## START

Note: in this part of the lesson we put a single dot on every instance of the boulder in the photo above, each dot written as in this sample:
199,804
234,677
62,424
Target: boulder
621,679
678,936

## END

§ Work instructions: Please copy out all of the data above line for line, changing nothing.

§ Reply:
Note: in this part of the lesson we put a single dot on every instance of the boulder in the photo above, each dot written as in this sample:
199,804
234,677
62,424
Target: boulder
621,679
678,936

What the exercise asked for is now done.